◆ Task instructions ◆
Arrange the rows below as a JSON list of strings, one string per line and no blank lines, starting at the line that contains "the car taillight" and ending at the line that contains "[108,165,162,173]", both lines included.

◆ Dataset excerpts ◆
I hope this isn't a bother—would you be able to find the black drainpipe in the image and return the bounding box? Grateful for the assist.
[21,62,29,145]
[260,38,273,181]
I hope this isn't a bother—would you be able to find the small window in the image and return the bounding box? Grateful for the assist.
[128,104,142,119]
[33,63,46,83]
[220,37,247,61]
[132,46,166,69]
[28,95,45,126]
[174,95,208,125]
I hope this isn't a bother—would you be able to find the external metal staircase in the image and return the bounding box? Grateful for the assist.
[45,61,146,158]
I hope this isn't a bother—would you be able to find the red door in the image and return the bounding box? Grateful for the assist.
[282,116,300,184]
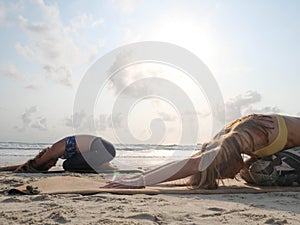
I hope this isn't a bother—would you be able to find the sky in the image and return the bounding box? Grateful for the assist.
[0,0,300,144]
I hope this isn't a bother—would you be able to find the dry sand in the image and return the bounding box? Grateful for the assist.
[0,173,300,225]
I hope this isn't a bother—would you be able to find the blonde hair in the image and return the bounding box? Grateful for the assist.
[190,114,274,189]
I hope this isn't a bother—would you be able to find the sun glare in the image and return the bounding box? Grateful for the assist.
[149,16,216,60]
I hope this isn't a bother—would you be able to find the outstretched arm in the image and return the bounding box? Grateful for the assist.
[104,157,200,188]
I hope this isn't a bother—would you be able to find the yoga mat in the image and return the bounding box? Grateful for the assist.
[9,176,300,195]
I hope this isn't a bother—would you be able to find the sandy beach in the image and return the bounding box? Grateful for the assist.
[0,172,300,225]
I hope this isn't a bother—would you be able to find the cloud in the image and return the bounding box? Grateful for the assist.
[25,84,42,91]
[70,13,104,29]
[15,106,48,131]
[44,65,74,87]
[2,64,23,80]
[15,0,105,87]
[116,0,140,14]
[0,2,5,25]
[225,90,281,122]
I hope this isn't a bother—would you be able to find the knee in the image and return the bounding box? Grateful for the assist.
[102,139,116,158]
[62,160,72,171]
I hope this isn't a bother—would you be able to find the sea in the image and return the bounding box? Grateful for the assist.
[0,142,201,169]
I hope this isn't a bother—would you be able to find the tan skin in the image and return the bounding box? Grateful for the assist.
[104,116,300,188]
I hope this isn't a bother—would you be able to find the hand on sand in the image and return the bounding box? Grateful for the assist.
[101,175,146,189]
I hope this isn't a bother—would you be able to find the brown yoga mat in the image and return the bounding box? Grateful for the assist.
[9,176,300,194]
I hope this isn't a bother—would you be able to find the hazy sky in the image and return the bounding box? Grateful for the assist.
[0,0,300,143]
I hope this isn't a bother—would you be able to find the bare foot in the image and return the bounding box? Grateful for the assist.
[99,162,118,170]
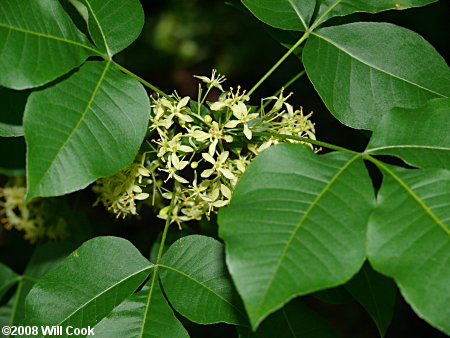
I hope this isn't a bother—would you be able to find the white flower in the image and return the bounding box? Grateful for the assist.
[200,151,236,180]
[209,86,250,110]
[225,102,258,140]
[160,96,194,123]
[162,153,189,184]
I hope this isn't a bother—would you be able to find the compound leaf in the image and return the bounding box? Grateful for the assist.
[238,300,339,338]
[160,235,246,324]
[0,263,19,301]
[219,145,374,328]
[25,237,152,334]
[242,0,316,31]
[345,264,395,337]
[77,0,144,57]
[0,122,23,137]
[318,0,438,22]
[366,99,450,169]
[0,0,95,89]
[94,282,189,338]
[24,62,150,199]
[303,22,450,130]
[368,164,450,334]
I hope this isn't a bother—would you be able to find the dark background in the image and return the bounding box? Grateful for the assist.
[0,0,450,338]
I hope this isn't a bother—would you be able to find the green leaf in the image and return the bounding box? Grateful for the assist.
[0,263,19,301]
[0,137,26,176]
[368,163,450,334]
[0,295,16,330]
[94,282,189,338]
[78,0,144,57]
[303,22,450,130]
[242,0,316,31]
[366,99,450,169]
[311,285,353,304]
[219,145,374,328]
[345,264,395,337]
[317,0,438,22]
[160,235,246,324]
[25,237,152,334]
[24,62,150,199]
[0,242,72,325]
[0,122,23,137]
[0,0,95,89]
[239,300,338,338]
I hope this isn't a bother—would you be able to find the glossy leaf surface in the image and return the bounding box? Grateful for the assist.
[94,282,189,338]
[160,235,246,324]
[0,122,23,137]
[25,237,152,334]
[0,263,19,301]
[303,22,450,130]
[0,0,95,89]
[239,300,339,338]
[345,264,396,337]
[368,166,450,334]
[24,62,150,199]
[318,0,438,22]
[0,242,72,325]
[366,99,450,169]
[80,0,144,56]
[219,145,374,328]
[242,0,316,31]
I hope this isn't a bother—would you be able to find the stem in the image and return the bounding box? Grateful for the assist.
[247,31,309,96]
[139,182,177,338]
[8,278,23,328]
[309,0,342,32]
[253,132,359,154]
[112,61,170,99]
[155,182,178,264]
[258,70,306,113]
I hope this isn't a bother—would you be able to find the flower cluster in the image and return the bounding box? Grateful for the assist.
[94,70,315,226]
[0,178,67,243]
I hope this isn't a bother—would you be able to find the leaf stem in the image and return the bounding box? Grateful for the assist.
[247,31,309,96]
[156,187,177,266]
[112,61,170,99]
[258,70,306,113]
[253,132,360,154]
[139,182,178,338]
[309,0,342,32]
[8,278,23,328]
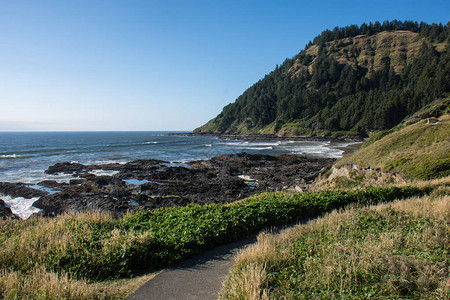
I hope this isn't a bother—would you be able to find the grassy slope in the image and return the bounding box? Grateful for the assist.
[0,187,424,299]
[221,190,450,299]
[335,114,450,179]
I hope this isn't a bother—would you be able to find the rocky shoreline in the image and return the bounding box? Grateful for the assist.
[0,152,335,216]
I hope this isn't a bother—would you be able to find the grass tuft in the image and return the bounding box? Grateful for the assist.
[221,195,450,299]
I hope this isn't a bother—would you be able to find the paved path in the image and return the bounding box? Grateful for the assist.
[126,235,256,300]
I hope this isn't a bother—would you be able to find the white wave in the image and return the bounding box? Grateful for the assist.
[0,195,41,219]
[223,142,248,146]
[245,147,273,150]
[94,160,127,165]
[89,170,120,176]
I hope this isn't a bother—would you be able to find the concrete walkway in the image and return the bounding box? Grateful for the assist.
[126,235,257,300]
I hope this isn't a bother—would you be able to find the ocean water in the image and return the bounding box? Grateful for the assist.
[0,132,358,217]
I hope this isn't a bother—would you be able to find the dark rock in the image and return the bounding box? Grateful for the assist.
[45,162,86,174]
[0,199,19,220]
[34,153,334,216]
[0,182,48,199]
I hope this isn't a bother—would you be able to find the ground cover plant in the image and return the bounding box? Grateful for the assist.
[0,187,427,299]
[221,189,450,299]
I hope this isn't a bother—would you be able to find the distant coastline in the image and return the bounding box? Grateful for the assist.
[167,132,364,142]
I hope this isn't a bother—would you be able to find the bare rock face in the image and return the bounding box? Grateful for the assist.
[29,153,334,216]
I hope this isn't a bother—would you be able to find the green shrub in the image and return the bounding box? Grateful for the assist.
[0,187,426,280]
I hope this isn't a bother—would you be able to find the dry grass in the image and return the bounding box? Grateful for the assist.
[0,211,158,299]
[221,190,450,299]
[0,267,155,299]
[336,115,450,179]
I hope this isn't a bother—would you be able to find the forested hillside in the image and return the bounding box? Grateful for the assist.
[194,21,450,136]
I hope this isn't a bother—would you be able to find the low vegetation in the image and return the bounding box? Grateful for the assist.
[0,187,428,299]
[221,188,450,299]
[335,114,450,180]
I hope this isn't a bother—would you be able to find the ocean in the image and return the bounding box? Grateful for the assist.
[0,132,358,217]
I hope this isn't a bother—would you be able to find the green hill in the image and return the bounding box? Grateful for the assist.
[194,21,450,136]
[335,115,450,179]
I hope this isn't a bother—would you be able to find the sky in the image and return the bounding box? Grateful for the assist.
[0,0,450,131]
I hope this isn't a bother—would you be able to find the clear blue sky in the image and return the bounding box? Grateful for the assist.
[0,0,450,131]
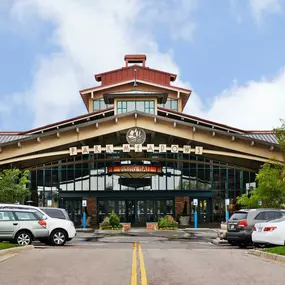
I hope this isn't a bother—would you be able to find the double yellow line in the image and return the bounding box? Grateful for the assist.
[131,242,147,285]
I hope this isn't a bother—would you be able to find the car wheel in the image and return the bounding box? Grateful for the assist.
[50,230,67,246]
[15,231,33,245]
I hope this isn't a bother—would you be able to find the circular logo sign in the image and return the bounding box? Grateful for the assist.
[126,128,146,145]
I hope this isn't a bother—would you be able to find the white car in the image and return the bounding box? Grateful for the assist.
[0,204,76,245]
[252,217,285,247]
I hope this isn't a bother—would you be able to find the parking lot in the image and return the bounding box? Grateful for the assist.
[0,233,285,285]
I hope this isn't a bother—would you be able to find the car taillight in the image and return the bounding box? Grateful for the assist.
[38,221,47,228]
[237,220,247,227]
[263,226,277,232]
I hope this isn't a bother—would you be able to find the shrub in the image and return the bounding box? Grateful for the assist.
[158,216,178,229]
[109,212,120,228]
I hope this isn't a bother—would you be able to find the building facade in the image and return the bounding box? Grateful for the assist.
[0,55,284,226]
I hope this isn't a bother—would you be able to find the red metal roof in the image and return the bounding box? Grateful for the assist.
[157,106,274,134]
[95,64,177,86]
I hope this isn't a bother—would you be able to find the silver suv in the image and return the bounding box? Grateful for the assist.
[0,209,49,245]
[227,208,285,247]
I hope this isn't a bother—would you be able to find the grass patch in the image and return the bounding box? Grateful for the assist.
[264,246,285,255]
[0,242,20,250]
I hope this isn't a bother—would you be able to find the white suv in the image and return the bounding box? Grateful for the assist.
[0,204,76,245]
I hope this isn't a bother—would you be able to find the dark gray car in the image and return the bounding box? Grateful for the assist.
[227,209,285,247]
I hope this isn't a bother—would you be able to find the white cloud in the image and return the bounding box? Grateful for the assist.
[140,0,198,42]
[186,70,285,130]
[0,0,285,129]
[7,0,195,126]
[249,0,282,23]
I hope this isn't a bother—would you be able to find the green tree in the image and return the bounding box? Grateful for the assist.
[0,169,31,204]
[237,120,285,208]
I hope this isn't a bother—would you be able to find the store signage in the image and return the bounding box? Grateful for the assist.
[126,128,146,146]
[69,144,203,155]
[108,165,162,173]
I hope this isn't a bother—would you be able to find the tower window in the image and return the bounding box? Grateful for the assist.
[93,98,113,112]
[117,100,155,114]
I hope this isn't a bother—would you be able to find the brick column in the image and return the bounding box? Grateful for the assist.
[83,198,97,228]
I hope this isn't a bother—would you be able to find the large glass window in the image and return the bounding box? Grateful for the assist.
[160,99,178,111]
[117,100,155,114]
[93,98,113,112]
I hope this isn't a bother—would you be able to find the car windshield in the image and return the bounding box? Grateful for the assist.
[268,217,285,223]
[229,212,248,222]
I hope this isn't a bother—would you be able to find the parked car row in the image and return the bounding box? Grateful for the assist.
[219,209,285,247]
[0,204,76,246]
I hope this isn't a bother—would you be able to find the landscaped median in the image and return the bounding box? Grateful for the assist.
[0,242,34,262]
[249,246,285,263]
[0,242,20,250]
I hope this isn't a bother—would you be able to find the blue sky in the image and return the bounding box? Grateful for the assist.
[0,0,285,131]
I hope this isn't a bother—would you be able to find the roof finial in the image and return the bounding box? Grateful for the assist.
[134,68,137,90]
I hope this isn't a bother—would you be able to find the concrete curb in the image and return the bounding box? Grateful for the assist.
[212,238,230,245]
[248,249,285,264]
[183,228,218,233]
[76,228,94,233]
[0,245,34,262]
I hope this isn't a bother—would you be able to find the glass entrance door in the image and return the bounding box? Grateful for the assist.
[97,199,174,227]
[190,198,211,224]
[61,198,82,227]
[125,200,135,225]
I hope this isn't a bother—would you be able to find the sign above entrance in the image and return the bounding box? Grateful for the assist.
[126,128,146,146]
[108,165,162,178]
[69,144,203,156]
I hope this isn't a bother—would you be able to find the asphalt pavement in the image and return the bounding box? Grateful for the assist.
[0,235,285,285]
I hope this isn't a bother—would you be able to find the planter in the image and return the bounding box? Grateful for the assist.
[179,216,190,226]
[146,223,158,231]
[121,223,132,231]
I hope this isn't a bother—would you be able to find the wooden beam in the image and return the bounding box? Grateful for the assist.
[116,132,121,142]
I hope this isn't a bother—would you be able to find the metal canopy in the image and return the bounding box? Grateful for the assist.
[103,90,168,104]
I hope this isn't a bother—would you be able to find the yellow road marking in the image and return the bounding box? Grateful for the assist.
[138,242,147,285]
[131,242,137,285]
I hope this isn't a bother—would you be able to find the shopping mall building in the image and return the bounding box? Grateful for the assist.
[0,55,283,225]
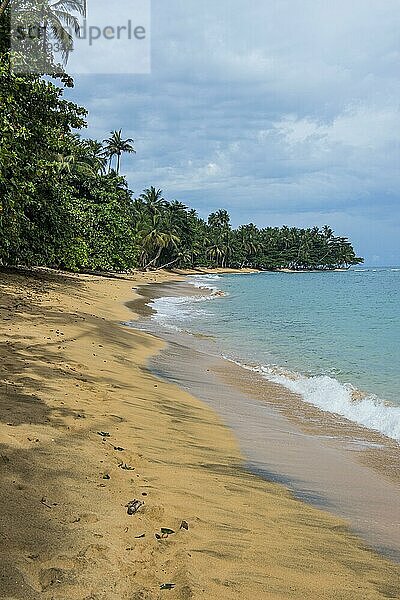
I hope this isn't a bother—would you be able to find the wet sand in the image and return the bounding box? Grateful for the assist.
[134,283,400,561]
[0,271,400,600]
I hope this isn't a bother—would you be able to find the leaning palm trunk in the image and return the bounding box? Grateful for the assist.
[0,0,10,17]
[143,248,162,270]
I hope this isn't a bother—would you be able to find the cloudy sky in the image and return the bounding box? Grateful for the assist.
[67,0,400,265]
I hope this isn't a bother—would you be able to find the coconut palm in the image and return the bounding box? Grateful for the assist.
[103,129,136,175]
[4,0,87,65]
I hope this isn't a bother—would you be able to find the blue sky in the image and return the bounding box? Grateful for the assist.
[67,0,400,265]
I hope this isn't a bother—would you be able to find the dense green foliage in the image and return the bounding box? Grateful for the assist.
[0,2,362,271]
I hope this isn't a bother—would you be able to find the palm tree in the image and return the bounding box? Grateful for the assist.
[139,186,167,215]
[139,215,179,269]
[83,140,107,175]
[4,0,87,65]
[103,129,136,175]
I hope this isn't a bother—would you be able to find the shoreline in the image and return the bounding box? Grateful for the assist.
[134,282,400,561]
[0,273,400,600]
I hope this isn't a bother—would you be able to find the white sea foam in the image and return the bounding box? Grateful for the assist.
[149,295,215,331]
[186,275,221,292]
[225,363,400,442]
[149,275,220,331]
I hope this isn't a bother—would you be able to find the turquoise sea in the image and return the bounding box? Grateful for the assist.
[152,267,400,441]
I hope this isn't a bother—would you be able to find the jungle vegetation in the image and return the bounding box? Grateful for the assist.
[0,0,362,271]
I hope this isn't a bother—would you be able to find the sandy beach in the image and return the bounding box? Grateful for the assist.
[0,271,400,600]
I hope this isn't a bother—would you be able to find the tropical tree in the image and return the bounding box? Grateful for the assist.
[0,0,87,65]
[103,129,136,175]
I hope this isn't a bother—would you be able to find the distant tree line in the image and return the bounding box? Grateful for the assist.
[0,0,362,271]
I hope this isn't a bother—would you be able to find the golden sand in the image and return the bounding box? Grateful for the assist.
[0,272,400,600]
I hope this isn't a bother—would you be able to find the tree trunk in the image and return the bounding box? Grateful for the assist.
[143,248,162,270]
[0,0,10,17]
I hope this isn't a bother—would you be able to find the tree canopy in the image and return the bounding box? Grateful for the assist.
[0,0,362,271]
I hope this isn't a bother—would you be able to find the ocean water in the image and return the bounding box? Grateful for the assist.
[152,267,400,441]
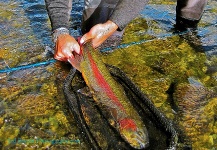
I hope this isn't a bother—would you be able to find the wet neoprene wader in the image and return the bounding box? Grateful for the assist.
[45,0,207,33]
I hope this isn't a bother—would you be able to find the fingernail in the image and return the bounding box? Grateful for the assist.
[80,38,84,44]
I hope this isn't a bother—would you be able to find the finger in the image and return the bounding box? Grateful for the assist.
[73,44,81,54]
[80,33,93,44]
[54,55,67,61]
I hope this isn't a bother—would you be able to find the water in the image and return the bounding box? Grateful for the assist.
[0,0,217,149]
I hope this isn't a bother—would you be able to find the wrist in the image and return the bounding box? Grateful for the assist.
[52,27,69,43]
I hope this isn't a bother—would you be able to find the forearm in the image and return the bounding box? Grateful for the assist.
[45,0,72,31]
[109,0,149,30]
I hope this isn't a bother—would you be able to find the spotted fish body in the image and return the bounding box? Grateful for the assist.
[68,42,149,149]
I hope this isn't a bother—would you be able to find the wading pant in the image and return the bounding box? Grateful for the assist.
[82,0,119,33]
[82,0,207,33]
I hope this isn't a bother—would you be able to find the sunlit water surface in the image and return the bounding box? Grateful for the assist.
[0,0,217,150]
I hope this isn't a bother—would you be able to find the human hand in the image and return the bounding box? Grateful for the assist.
[80,20,118,47]
[54,34,80,61]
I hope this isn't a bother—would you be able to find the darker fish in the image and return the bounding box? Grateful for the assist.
[68,42,149,149]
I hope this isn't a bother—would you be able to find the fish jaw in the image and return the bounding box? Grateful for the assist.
[119,118,149,149]
[68,54,83,72]
[81,41,149,149]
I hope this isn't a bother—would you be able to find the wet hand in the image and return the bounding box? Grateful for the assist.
[80,20,118,47]
[54,34,80,61]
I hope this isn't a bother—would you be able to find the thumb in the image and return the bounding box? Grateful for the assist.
[80,33,93,45]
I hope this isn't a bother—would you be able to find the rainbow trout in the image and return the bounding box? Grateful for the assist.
[69,41,149,149]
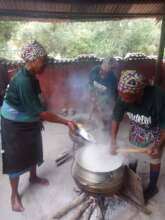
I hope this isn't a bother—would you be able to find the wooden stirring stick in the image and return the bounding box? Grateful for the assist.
[117,148,147,153]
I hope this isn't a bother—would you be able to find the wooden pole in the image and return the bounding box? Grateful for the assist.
[155,3,165,85]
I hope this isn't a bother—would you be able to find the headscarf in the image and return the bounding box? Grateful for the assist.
[118,70,145,94]
[21,41,47,62]
[101,57,117,69]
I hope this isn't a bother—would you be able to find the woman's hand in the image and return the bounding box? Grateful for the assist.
[147,146,160,158]
[67,121,78,132]
[110,144,118,155]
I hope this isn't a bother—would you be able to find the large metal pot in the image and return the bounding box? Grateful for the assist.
[72,146,125,195]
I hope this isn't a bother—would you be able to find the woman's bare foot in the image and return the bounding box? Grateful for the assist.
[29,176,49,186]
[11,195,24,212]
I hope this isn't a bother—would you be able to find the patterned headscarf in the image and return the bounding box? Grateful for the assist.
[21,41,47,62]
[118,70,145,94]
[101,57,117,69]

◆ Full solution ◆
[
  "I hope this isn't a bother—would you be able to find the car taillight in the image and return the bounding box? Grateful for the assist.",
  "[38,221,47,228]",
  "[237,220,247,227]",
  "[263,226,277,232]",
  "I hope this isn't a bother—would you be able to find the shrub in the image and return the bounding box? Grateful for the assist.",
  "[158,216,178,229]",
  "[109,212,120,228]",
  "I hope this isn't a bother—would you be able to find the building facade in the image and return the bounding box? Grateful for the assist.",
  "[0,55,284,226]",
  "I hope this isn't a bother—would you be able to find the red metal roof in the image and return the bounding box? Grateful for the assist.",
  "[157,106,274,134]",
  "[95,64,177,86]",
  "I hope this isn't a bother—would you be able to find the silver suv in the image and return the bounding box? Grateful for the assist.",
  "[0,209,49,245]",
  "[227,208,285,247]",
  "I hope this isn't a bother—would you be able to find the grass patch in the image and return the bounding box? Grateful for the assist.",
  "[264,246,285,255]",
  "[0,242,20,250]",
  "I hope this isn't a bother—would you be able to find the white suv in the image and return the bounding box? Grateful for the assist.",
  "[0,204,76,245]",
  "I hope this isn't a bother—would you be able to find the dark gray car in the image and return the bounding box? Grateful for the assist.",
  "[227,209,285,247]",
  "I hope this isn't a bother—would you be able to find the white cloud in the image and return the bounding box? Grateful for the assist.",
  "[140,0,198,42]",
  "[186,70,285,130]",
  "[0,0,285,129]",
  "[7,0,195,126]",
  "[249,0,282,23]",
  "I hope this isn't a bother—would you be able to find the green tree in the image and return the bounding box? Grateful for the assist.",
  "[0,169,31,204]",
  "[237,120,285,208]",
  "I hope this isn't a bother—would you be able to find the store signage in the image and return the bounding box? Grateful for the assist.",
  "[126,128,146,146]",
  "[69,144,203,155]",
  "[108,165,162,173]"
]